→ EXERCISE GOAL
Reproduce each line, exactly, from the one containing "[locate] the green bush" through the end of the material. Exclude pictures.

→ MATERIAL FOR THE TASK
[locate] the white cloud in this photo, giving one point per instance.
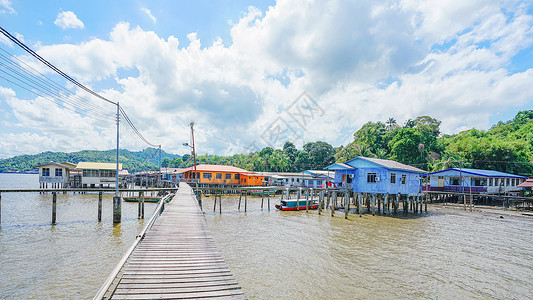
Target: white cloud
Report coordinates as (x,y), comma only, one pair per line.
(149,14)
(68,20)
(360,62)
(6,7)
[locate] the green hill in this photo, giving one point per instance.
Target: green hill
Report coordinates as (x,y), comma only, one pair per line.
(148,159)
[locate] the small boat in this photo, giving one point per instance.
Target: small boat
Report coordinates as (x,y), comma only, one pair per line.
(260,192)
(292,204)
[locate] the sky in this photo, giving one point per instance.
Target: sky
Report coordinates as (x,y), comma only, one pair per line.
(252,74)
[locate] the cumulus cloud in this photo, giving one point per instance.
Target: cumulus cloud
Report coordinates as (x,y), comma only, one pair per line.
(6,7)
(359,61)
(149,14)
(68,20)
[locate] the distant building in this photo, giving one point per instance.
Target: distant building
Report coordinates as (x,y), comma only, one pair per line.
(54,175)
(373,175)
(221,175)
(96,174)
(473,180)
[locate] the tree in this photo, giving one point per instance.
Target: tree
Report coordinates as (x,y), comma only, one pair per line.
(404,146)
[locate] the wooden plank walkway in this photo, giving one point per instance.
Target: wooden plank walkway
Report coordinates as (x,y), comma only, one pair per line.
(178,258)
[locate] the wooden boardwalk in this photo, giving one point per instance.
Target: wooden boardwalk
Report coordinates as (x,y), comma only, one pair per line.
(177,259)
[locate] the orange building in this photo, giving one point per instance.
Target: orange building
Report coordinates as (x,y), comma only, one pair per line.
(222,174)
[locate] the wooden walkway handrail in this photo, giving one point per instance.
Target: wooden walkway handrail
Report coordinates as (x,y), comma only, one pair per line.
(160,207)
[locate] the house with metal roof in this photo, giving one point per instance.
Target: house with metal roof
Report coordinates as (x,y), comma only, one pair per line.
(473,180)
(56,175)
(374,175)
(94,174)
(221,175)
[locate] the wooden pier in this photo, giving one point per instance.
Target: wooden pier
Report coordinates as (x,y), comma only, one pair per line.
(174,259)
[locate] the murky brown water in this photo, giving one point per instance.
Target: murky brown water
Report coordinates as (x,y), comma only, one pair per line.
(274,255)
(299,255)
(70,260)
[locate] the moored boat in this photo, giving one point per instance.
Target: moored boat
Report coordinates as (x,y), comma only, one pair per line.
(295,205)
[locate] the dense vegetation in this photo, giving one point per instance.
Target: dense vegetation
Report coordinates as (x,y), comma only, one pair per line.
(148,159)
(506,147)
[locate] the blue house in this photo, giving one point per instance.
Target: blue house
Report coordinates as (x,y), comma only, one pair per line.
(473,180)
(373,175)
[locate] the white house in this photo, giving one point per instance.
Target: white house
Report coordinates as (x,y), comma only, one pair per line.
(473,180)
(98,174)
(54,174)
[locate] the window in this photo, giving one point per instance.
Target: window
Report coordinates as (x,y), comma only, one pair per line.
(454,181)
(371,177)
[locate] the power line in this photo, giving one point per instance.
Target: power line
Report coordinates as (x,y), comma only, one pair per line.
(44,85)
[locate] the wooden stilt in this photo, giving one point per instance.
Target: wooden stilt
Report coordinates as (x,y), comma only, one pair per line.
(100,206)
(360,204)
(54,202)
(307,201)
(346,204)
(333,201)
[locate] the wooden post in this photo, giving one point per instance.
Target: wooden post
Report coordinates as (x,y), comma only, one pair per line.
(117,212)
(307,201)
(54,202)
(386,204)
(333,201)
(215,203)
(360,204)
(320,201)
(346,204)
(378,198)
(141,195)
(373,204)
(100,206)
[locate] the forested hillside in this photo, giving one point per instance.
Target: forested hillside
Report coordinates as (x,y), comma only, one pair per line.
(147,159)
(507,147)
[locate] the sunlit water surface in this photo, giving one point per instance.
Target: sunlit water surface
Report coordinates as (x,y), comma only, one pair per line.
(273,254)
(69,260)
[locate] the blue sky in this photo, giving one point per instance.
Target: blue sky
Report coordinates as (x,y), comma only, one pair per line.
(257,73)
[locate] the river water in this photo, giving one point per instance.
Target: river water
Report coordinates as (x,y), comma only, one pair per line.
(273,254)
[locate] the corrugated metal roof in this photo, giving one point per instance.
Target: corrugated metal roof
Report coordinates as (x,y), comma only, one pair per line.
(527,183)
(56,164)
(338,166)
(484,173)
(83,165)
(215,168)
(391,164)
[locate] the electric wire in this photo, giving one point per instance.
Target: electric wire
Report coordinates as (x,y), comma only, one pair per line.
(44,90)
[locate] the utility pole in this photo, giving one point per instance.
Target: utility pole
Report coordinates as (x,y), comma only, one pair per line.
(194,156)
(116,199)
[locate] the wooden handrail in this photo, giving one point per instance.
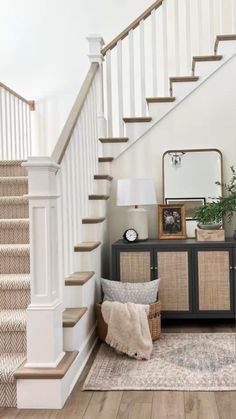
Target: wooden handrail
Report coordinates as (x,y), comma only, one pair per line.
(31,103)
(63,141)
(133,25)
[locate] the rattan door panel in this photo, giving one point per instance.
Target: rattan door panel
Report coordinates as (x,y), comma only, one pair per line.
(135,267)
(213,280)
(174,285)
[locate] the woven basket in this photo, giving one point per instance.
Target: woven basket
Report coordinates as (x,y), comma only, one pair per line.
(154,321)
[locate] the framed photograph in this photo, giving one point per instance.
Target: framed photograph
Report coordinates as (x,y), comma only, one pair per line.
(171,221)
(191,204)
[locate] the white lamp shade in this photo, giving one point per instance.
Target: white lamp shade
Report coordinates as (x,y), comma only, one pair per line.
(136,192)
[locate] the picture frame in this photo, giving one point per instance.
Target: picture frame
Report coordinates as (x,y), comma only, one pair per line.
(172,221)
(191,204)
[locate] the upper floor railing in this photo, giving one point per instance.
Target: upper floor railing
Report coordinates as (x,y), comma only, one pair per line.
(158,44)
(15,125)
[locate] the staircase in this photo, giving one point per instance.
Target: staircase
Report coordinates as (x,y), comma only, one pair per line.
(79,189)
(14,275)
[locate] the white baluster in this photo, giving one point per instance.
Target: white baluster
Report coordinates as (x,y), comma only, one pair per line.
(142,70)
(131,73)
(154,52)
(109,94)
(188,35)
(120,87)
(177,41)
(165,48)
(234,16)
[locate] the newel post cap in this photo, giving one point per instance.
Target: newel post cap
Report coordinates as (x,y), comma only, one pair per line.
(96,43)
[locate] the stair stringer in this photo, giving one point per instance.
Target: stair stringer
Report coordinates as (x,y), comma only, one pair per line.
(182,92)
(203,120)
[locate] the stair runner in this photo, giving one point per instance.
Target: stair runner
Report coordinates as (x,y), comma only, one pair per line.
(14,275)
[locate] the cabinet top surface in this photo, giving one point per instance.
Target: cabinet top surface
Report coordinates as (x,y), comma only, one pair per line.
(176,243)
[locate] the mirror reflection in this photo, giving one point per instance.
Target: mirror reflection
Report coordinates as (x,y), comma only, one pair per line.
(189,178)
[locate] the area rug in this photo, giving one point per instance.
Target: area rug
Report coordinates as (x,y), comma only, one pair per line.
(180,361)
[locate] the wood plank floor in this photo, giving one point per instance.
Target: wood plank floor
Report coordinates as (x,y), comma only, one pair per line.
(141,404)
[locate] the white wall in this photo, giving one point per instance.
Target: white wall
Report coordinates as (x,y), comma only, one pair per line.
(205,119)
(43,52)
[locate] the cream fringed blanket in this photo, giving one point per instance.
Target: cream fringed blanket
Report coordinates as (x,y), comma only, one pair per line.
(128,329)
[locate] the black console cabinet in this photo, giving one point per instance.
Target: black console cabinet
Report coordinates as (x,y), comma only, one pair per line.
(197,278)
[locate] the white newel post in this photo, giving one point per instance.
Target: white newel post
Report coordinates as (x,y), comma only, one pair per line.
(96,43)
(44,314)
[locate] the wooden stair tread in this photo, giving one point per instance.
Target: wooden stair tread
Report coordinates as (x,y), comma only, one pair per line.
(160,99)
(93,220)
(47,373)
(79,278)
(207,57)
(98,197)
(137,119)
(114,140)
(105,159)
(103,177)
(86,246)
(227,37)
(71,316)
(179,79)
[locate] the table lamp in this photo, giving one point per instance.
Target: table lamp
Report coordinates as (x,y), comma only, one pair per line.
(135,192)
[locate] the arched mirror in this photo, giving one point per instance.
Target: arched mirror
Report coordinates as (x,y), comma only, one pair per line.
(189,178)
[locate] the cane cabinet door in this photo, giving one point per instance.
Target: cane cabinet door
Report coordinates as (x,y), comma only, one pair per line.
(214,280)
(173,269)
(135,266)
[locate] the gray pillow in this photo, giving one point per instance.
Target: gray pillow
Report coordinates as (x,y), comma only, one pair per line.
(133,292)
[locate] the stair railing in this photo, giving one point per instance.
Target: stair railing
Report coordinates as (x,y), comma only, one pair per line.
(59,189)
(15,125)
(160,43)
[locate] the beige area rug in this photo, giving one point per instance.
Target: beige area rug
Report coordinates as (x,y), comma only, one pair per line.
(180,361)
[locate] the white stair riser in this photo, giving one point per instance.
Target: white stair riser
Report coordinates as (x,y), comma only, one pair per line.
(157,110)
(104,168)
(12,342)
(102,186)
(52,394)
(12,170)
(88,261)
(14,299)
(8,394)
(134,130)
(13,189)
(226,48)
(182,89)
(74,337)
(76,296)
(92,232)
(113,149)
(97,208)
(205,68)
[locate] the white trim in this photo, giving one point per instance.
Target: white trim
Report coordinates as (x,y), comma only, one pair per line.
(46,364)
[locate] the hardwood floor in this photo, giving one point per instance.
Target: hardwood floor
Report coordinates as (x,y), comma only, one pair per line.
(141,404)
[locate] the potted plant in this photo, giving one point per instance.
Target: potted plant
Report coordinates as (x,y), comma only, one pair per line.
(212,213)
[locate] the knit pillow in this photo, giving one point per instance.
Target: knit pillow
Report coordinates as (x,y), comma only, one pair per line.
(133,292)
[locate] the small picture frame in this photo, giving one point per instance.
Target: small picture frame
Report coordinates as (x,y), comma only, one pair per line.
(172,221)
(191,204)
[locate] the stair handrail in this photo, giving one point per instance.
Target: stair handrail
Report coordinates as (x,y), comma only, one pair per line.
(64,139)
(31,103)
(132,25)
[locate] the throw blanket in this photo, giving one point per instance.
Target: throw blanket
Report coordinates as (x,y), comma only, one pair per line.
(128,329)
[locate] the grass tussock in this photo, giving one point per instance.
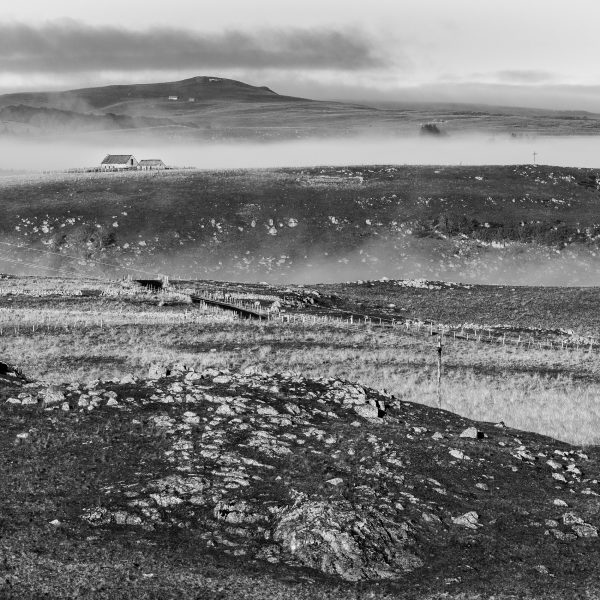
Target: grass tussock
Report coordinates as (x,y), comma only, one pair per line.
(551,392)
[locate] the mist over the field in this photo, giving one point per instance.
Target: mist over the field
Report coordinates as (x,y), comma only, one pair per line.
(59,154)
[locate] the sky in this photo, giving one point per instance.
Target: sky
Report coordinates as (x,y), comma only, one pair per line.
(536,53)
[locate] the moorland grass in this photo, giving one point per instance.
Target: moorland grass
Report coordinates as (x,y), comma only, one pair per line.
(548,391)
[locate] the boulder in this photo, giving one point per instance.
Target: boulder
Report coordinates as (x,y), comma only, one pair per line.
(336,539)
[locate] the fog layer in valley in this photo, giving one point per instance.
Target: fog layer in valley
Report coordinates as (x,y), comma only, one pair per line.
(61,154)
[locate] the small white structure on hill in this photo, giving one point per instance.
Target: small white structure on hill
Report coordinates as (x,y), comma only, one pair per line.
(114,162)
(151,164)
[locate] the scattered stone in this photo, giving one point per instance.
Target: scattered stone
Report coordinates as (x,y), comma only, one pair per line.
(336,481)
(469,520)
(458,454)
(472,433)
(367,411)
(585,530)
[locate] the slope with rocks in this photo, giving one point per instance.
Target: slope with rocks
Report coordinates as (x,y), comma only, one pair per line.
(326,475)
(535,225)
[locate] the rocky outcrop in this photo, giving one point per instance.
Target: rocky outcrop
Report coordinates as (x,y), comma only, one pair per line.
(338,539)
(328,475)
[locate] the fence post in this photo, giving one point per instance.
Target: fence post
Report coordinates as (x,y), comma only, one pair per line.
(439,378)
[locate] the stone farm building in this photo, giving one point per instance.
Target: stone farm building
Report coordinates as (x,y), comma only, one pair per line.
(114,162)
(117,162)
(151,164)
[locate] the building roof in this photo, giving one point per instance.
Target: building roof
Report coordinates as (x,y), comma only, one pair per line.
(151,162)
(117,159)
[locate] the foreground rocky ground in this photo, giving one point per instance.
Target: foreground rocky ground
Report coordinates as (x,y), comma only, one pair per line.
(292,477)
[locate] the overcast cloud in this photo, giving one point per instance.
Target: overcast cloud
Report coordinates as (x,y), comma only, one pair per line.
(68,46)
(533,52)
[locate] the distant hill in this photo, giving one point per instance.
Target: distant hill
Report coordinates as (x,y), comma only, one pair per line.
(106,98)
(215,108)
(512,224)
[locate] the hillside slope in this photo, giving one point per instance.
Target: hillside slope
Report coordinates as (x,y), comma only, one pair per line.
(209,108)
(514,224)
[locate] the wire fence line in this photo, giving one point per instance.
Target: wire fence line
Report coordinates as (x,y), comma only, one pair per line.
(230,306)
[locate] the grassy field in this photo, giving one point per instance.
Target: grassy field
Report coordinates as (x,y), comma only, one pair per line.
(226,109)
(534,225)
(552,392)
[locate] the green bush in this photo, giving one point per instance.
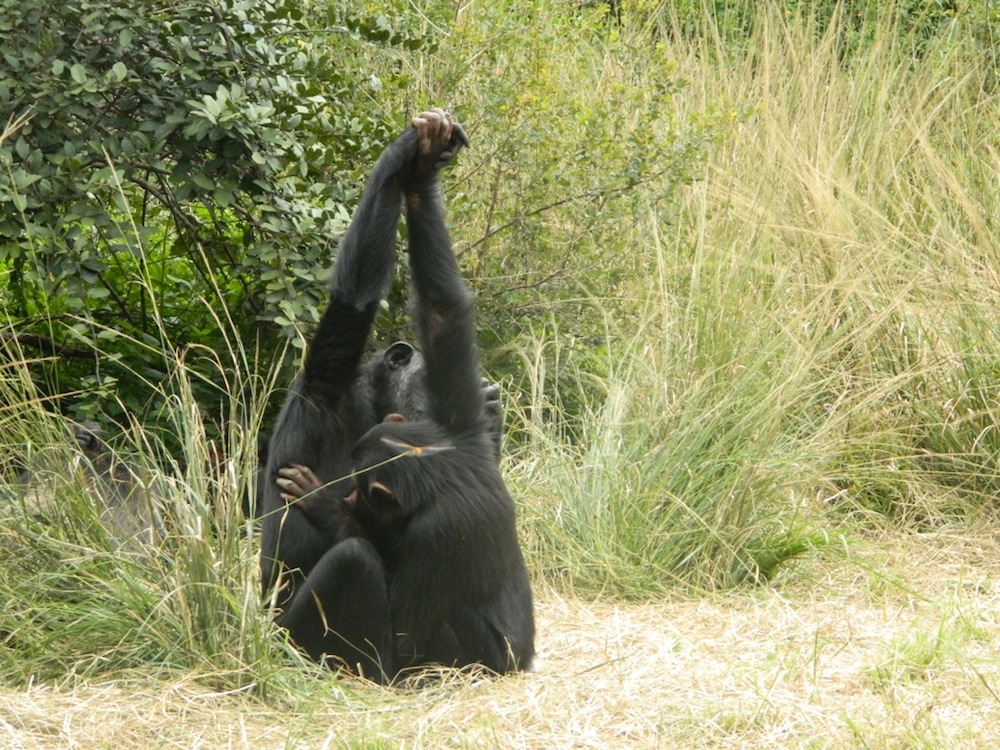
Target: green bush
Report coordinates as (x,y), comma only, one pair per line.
(172,165)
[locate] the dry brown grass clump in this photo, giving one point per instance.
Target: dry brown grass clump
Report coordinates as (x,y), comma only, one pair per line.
(893,648)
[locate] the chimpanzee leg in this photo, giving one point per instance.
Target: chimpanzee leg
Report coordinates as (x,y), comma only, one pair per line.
(341,611)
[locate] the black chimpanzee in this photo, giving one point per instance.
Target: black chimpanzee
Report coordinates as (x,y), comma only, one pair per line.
(420,564)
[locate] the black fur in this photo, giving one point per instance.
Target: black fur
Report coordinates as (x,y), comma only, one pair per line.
(354,588)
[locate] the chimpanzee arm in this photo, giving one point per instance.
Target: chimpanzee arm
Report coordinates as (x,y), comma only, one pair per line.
(360,278)
(444,308)
(325,411)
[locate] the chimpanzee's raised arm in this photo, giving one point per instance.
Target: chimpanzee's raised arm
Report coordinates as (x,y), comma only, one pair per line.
(444,305)
(361,275)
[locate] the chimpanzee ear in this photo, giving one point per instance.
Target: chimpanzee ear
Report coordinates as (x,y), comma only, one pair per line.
(382,493)
(398,355)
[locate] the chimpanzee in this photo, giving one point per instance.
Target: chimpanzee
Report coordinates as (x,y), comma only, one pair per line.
(420,564)
(126,498)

→ ANSWER TO THE TASK
[locate] the green bush in this photo, giving one point per instance.
Target: green bush
Report coordinates as (x,y), comma only, one pair per line.
(172,165)
[locate] the dry brown grass clump in this photo, giving one point per instance.
Target: dry brown grass clump
Report coordinates as (x,y), comma only, one pair per line.
(893,648)
[locate] the chimpanzee leg in this photo, giving one point per instance.
Target: chimpanzee leg
Report coordinates as (x,y), comma only, one pair per line.
(341,611)
[locate] the black chimpanzee in this photo, giving one point per instance.
Target: black chimpanzee
Report coordinates as (x,y), comma only, one pair per line.
(420,564)
[locate] the black fur in this photo, giving one point per instance.
Target: black fur
Report coordinates as (x,y), comma only, one pair per line.
(354,588)
[locate] the chimpanzee arm in this photo, giving one point per instance.
Target: chimpanzee arm
Report coordinates as (x,y), comma only, one pair per line.
(360,278)
(444,308)
(325,411)
[locate] the chimpanzee's raised arm in this photo, giving one point per instance.
Target: chimpanzee's raised arm
Report coordinates as (x,y), comma only, one pair per line.
(444,305)
(361,275)
[locate] the chimpanzee ear in this photo, giving one point per instance.
Target: chimpanzee ear
Report coordinates as (x,y), comma only, one pair per line.
(382,493)
(398,355)
[locate] the chimpanzee in this photo, giving one point per instance.
Target: chimpanzee
Report coordinates as (x,y), comma only, one pair per line.
(420,564)
(126,498)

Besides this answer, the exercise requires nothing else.